• _Problem statement_: Starting at the line that contains "Target: guest with blonde hair" and running through the last of the lines, reproduce those lines with "green foliage" swapped for "leafy greenery". Leave everything else unchanged.

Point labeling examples
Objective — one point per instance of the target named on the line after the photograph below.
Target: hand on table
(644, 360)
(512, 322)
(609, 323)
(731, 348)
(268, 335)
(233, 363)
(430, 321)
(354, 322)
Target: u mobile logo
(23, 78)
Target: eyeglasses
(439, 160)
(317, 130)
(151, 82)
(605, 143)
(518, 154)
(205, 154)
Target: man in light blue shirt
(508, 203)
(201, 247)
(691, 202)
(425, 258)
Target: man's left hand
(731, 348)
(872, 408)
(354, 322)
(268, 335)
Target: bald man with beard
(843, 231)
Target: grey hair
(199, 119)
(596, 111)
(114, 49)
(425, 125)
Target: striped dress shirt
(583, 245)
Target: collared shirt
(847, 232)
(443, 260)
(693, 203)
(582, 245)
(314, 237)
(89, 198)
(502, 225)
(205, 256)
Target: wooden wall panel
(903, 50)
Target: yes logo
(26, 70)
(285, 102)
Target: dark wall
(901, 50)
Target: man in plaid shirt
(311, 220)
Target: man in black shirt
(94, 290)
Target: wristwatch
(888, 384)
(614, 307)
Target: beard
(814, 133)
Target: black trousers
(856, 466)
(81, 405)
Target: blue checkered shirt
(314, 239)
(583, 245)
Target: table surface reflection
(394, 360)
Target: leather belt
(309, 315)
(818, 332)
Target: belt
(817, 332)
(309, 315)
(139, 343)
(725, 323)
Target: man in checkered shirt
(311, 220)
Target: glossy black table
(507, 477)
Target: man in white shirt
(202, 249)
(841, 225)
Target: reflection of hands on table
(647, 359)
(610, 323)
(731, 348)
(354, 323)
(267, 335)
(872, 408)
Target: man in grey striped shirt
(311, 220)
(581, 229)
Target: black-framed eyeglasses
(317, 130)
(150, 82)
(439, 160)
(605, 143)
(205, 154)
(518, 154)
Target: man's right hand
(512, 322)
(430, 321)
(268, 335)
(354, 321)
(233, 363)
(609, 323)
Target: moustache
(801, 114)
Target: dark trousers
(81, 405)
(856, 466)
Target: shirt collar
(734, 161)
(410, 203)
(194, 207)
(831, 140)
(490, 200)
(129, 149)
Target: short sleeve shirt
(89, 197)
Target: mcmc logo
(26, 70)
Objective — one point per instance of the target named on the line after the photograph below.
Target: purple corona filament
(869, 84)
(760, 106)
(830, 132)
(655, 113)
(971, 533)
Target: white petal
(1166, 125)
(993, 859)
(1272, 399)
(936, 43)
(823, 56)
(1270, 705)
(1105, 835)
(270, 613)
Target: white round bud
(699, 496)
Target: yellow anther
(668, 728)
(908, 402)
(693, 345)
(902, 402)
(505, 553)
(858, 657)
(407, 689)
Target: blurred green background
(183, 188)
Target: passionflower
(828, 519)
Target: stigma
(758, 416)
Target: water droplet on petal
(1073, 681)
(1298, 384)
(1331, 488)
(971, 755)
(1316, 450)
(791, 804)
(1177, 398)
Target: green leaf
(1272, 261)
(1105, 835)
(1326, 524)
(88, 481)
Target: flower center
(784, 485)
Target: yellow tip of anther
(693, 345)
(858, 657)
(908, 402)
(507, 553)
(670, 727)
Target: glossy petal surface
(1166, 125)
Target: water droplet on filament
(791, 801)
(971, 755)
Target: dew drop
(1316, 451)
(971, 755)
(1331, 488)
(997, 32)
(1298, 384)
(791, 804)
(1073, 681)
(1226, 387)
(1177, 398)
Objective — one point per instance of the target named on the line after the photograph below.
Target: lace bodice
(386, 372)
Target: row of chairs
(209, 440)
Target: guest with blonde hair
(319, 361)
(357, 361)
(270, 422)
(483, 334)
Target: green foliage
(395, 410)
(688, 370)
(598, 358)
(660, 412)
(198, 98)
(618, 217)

• _Reply to the exercise_:
Target: guest with blonde hair
(319, 361)
(357, 361)
(270, 422)
(483, 334)
Target: leafy greenery
(395, 410)
(688, 370)
(598, 358)
(660, 412)
(198, 98)
(618, 217)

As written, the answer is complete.